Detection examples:

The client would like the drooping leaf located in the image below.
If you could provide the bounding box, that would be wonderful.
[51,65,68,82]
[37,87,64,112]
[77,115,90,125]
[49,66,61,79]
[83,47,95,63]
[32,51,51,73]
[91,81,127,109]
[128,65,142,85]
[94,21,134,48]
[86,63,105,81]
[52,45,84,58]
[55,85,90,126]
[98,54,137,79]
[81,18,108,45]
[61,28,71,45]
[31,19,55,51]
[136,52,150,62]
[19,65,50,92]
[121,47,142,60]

What is expected — Please copy every line of the records above, keeping each one unchanged.

Response to this exercise —
The client would like the drooping leaf located in the image below.
If you could provide the bounding box, that would be wonderful.
[51,65,68,82]
[37,87,64,112]
[77,115,90,125]
[49,66,61,79]
[83,47,95,63]
[32,51,51,73]
[91,81,127,109]
[128,65,142,85]
[94,21,134,48]
[86,63,105,81]
[52,45,84,58]
[55,85,90,126]
[98,54,137,79]
[81,18,108,45]
[61,28,71,45]
[31,19,55,51]
[136,52,150,62]
[19,65,50,92]
[121,47,142,60]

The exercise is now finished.